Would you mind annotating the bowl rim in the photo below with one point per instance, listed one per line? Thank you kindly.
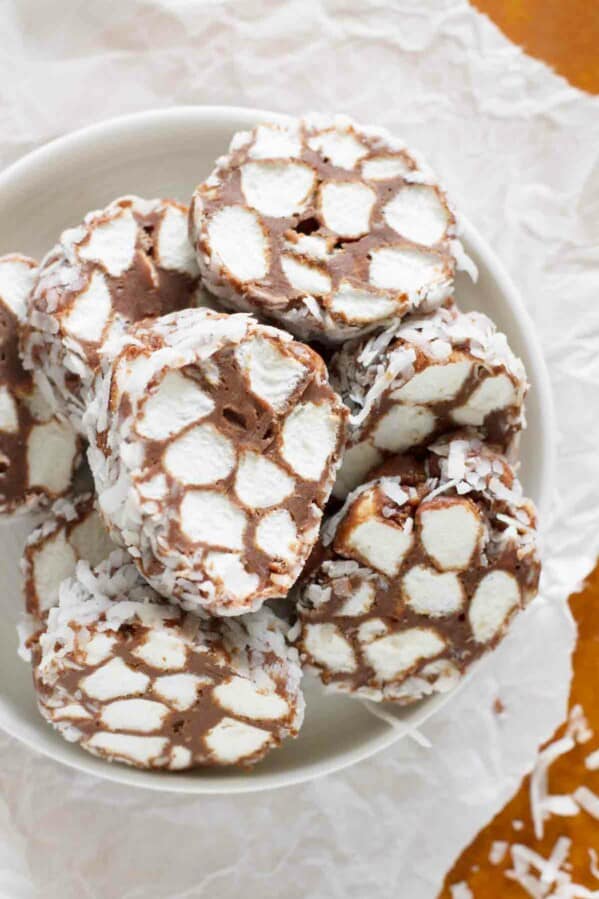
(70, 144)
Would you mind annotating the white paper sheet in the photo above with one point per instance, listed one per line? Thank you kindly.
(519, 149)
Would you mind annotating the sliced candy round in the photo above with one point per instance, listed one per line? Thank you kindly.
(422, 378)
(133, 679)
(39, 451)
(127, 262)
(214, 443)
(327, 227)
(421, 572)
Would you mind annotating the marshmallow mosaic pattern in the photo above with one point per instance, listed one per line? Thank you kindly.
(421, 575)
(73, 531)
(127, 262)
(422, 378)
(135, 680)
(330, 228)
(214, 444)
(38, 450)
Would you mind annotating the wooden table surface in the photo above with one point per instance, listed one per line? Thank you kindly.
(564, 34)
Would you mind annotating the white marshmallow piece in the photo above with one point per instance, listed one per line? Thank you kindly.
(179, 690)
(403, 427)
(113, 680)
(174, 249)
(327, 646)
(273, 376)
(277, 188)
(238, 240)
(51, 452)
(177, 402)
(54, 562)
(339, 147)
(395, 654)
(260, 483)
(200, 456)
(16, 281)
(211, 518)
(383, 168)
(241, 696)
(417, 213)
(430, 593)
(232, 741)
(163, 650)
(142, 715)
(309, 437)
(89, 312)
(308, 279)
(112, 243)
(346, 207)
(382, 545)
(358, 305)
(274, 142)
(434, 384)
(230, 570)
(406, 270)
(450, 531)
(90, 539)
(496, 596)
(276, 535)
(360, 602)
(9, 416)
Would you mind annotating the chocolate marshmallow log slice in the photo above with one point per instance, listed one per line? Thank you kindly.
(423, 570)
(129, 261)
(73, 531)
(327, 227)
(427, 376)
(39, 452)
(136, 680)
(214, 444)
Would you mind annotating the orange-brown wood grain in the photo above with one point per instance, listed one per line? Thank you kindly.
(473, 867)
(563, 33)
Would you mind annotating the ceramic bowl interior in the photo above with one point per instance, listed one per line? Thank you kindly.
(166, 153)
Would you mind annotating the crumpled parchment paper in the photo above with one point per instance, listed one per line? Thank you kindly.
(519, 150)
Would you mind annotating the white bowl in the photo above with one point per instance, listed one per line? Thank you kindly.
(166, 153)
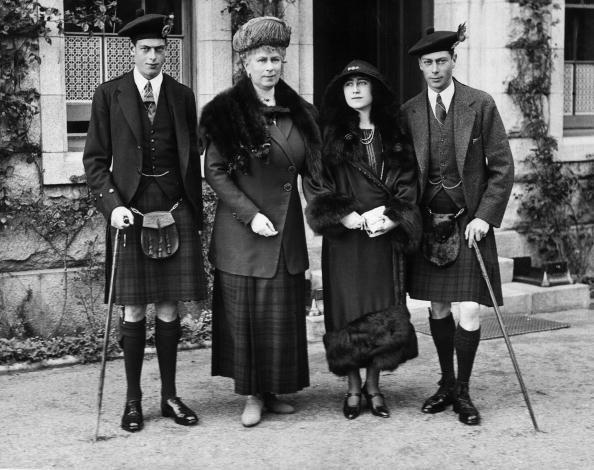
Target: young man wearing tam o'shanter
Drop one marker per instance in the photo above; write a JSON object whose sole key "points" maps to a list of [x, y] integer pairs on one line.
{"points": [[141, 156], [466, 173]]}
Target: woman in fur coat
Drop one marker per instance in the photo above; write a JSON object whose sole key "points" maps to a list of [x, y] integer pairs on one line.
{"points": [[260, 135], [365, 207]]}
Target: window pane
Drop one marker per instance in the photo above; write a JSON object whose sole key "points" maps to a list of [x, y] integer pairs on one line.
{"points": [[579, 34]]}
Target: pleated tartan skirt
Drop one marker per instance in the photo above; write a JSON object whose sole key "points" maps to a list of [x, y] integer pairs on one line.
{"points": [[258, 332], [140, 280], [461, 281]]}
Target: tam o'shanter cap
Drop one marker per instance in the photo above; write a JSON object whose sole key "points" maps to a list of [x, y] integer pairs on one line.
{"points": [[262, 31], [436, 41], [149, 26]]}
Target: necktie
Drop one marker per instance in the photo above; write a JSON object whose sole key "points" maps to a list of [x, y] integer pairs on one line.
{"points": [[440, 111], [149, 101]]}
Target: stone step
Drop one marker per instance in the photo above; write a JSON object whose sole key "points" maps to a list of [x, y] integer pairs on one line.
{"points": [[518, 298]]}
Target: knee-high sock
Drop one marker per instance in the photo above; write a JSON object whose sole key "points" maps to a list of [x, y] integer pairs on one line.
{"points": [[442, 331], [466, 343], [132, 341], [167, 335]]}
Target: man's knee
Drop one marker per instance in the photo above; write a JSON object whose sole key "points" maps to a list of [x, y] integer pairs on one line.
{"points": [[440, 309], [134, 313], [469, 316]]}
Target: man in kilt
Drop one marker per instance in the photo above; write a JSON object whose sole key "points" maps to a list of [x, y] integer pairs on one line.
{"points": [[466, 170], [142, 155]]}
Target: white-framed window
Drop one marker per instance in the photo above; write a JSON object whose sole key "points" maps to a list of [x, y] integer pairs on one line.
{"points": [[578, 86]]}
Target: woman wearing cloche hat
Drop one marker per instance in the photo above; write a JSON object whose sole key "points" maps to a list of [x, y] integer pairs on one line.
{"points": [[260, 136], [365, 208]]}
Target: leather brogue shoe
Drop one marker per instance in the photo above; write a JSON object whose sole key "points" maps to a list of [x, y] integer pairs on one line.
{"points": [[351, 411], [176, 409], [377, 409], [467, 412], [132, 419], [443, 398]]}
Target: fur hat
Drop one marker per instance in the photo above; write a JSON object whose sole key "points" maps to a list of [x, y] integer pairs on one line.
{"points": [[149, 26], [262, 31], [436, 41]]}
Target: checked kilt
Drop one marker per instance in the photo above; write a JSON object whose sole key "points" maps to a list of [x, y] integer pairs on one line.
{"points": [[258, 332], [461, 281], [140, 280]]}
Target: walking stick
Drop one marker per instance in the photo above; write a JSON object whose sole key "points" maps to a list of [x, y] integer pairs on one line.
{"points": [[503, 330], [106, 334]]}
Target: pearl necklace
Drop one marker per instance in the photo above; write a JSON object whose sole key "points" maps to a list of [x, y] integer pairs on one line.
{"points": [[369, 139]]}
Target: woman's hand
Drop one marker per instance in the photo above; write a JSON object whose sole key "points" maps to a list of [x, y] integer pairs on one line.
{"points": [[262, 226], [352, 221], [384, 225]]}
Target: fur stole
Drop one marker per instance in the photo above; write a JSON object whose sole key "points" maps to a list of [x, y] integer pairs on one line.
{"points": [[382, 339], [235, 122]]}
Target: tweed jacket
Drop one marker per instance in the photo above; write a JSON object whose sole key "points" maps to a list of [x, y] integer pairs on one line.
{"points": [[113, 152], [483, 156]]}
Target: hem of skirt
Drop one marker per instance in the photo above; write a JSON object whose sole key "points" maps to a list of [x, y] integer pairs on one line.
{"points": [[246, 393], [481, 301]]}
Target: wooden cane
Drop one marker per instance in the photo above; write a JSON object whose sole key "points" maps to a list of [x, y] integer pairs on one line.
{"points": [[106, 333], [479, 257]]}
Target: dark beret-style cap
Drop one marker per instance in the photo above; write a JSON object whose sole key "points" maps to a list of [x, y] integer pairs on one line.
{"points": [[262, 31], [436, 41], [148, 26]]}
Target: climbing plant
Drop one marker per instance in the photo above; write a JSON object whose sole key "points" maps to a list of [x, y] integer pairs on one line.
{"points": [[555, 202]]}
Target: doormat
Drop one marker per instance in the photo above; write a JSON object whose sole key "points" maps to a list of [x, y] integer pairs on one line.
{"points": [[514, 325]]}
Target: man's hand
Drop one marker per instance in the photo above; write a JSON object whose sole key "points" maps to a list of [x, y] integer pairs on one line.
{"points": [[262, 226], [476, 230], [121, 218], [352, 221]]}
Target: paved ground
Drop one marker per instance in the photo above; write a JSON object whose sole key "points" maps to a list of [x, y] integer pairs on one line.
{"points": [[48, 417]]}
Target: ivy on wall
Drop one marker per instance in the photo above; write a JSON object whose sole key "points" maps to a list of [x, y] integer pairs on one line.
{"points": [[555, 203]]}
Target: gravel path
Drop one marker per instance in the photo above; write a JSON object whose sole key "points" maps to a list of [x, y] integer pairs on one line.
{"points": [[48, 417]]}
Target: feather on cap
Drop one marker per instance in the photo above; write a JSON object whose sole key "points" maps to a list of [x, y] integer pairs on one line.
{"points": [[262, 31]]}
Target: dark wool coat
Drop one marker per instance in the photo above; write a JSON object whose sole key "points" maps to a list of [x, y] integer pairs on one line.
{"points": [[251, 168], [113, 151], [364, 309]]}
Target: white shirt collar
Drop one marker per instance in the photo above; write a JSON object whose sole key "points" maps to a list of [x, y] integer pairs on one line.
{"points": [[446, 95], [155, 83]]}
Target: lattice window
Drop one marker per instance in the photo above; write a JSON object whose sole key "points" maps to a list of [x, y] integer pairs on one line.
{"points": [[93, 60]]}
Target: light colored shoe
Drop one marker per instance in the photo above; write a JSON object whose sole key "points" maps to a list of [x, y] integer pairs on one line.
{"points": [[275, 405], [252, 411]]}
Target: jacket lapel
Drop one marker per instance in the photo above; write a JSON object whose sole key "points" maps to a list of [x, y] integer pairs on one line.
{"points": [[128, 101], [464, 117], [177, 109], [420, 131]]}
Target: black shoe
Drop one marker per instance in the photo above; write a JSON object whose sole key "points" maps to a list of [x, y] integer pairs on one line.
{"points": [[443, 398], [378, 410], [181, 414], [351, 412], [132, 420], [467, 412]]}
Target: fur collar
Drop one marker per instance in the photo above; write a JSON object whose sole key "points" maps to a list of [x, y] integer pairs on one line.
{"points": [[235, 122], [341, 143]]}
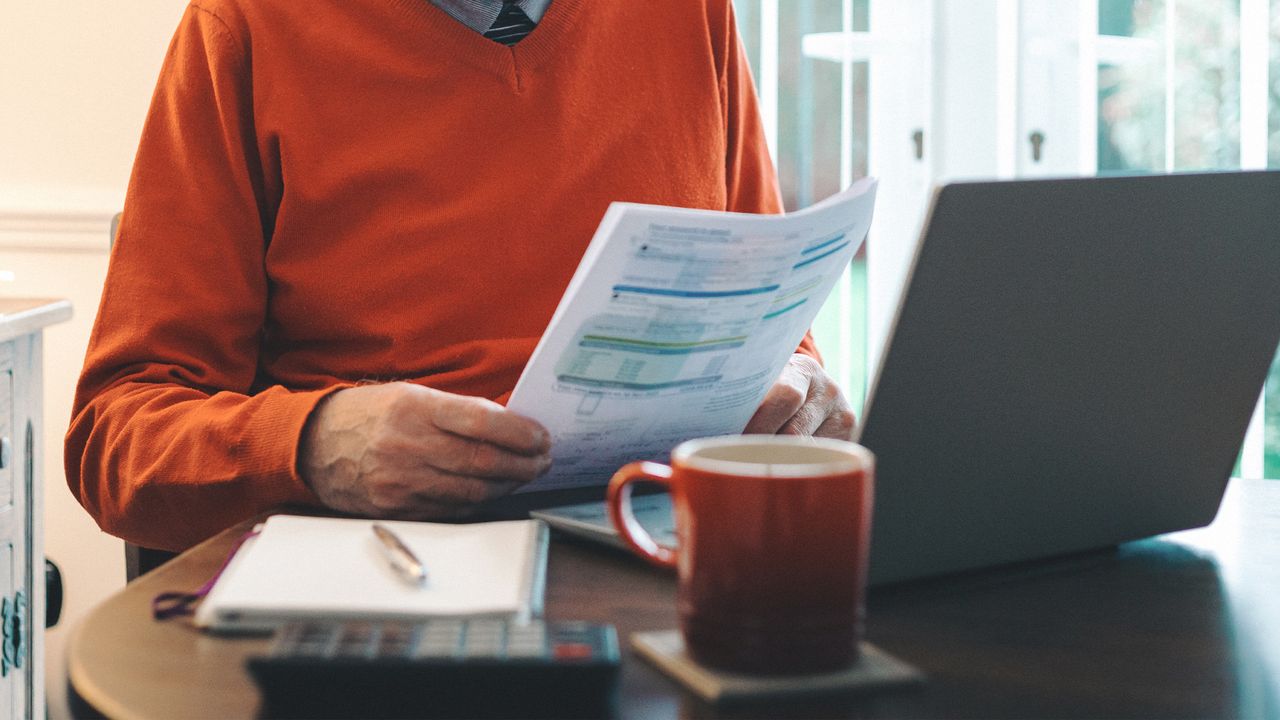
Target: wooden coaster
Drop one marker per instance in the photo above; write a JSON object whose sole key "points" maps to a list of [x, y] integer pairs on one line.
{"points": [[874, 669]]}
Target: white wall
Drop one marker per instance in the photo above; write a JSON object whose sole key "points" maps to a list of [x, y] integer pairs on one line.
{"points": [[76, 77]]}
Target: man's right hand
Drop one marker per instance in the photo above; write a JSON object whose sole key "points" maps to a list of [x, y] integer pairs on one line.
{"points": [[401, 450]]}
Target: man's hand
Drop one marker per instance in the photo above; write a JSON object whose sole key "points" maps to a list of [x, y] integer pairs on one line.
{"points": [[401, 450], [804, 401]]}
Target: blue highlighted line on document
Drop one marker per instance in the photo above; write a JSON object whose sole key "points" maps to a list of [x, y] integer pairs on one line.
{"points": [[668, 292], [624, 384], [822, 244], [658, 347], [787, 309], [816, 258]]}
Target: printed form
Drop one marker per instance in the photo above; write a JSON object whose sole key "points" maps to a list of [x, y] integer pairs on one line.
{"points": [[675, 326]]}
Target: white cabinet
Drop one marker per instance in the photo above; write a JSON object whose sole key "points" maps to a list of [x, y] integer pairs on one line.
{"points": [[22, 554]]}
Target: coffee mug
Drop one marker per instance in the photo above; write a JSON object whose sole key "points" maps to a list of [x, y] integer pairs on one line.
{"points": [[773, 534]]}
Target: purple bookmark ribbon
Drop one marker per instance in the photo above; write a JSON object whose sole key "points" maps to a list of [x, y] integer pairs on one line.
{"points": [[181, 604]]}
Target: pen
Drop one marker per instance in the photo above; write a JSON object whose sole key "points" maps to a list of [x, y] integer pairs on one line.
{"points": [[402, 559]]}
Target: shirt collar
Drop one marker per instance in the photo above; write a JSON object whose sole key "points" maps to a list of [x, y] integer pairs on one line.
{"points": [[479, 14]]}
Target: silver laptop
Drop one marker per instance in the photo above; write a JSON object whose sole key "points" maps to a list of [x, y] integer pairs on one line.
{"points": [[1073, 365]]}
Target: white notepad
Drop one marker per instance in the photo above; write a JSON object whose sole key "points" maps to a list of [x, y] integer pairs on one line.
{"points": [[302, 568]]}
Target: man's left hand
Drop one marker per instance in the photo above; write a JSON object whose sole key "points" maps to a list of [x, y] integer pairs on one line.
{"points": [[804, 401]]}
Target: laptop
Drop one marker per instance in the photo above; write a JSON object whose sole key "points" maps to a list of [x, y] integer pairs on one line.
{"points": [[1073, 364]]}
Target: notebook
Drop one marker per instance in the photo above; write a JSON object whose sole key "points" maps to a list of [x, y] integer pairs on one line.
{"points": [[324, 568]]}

━━━━━━━━

Shift the coordinates in the answers by adding 8 to every number, and write out again the lines from the one with "Target: man's left hand" through the last line, requests included.

== SOLVED EXERCISE ==
Target: man's left hand
Drop one marker per instance in the photo above; write a JSON object whose sole key "points" maps to a list of [x, y] integer pairs on one line.
{"points": [[812, 409]]}
Target: laptop
Drop one marker per instance in the photo above; write a JSON object whose sole key "points" maps to a list of [x, y] integer pairs on one line.
{"points": [[1081, 372]]}
Target: notebook
Drop one marker per instance in the photo above; write a JSON object whose sole key "points" maps to a list of [x, y] integer pairs on one line.
{"points": [[332, 576]]}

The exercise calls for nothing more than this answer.